_Task to carry out_
The entries underneath need to be duplicated exactly, with none omitted.
[The data]
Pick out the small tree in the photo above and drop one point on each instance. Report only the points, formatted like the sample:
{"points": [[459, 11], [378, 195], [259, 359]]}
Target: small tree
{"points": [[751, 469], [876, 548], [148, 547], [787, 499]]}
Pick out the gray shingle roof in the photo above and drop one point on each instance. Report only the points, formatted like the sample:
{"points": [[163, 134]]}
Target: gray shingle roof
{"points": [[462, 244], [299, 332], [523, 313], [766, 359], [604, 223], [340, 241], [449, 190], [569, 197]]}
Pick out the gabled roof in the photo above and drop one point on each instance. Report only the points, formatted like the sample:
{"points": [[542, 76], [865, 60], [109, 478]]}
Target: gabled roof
[/The data]
_Response box_
Pick out the small tree in the photo above and drop one point on each instance. Report only the points, formatted like the sample:
{"points": [[459, 11], [378, 195], [259, 359]]}
Target: small tree
{"points": [[751, 469], [876, 548], [148, 547], [787, 499]]}
Pick out the gray shingle roof in the photo above and drop one point on each instance. Report only the points, formatted like the sample:
{"points": [[163, 134]]}
Target: gray shingle roof
{"points": [[462, 244], [299, 332], [523, 313], [766, 359], [604, 223], [340, 241], [449, 190], [569, 197]]}
Pick out the gabled roof in the photo above and drop one point on each instance. Report only the points, formatted like the sample:
{"points": [[542, 76], [865, 60], [109, 478]]}
Target: gabled roof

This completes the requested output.